- [DATASET EXTRACT]:
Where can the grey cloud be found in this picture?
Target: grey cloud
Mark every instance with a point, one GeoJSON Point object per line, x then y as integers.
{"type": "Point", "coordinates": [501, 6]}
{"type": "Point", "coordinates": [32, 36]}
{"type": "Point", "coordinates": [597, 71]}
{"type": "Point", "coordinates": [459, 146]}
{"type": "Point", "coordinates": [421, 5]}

- [STATED EXERCISE]: Rewrite the records with "grey cloud" changed to "dark cloud" and nothing else altered.

- [THE OUTPUT]:
Where can the dark cloud be found in this picture?
Target: dark cloud
Mark every instance with a point, one GeoJSON Point object per line, x then y as integers.
{"type": "Point", "coordinates": [501, 6]}
{"type": "Point", "coordinates": [32, 36]}
{"type": "Point", "coordinates": [597, 71]}
{"type": "Point", "coordinates": [459, 146]}
{"type": "Point", "coordinates": [421, 5]}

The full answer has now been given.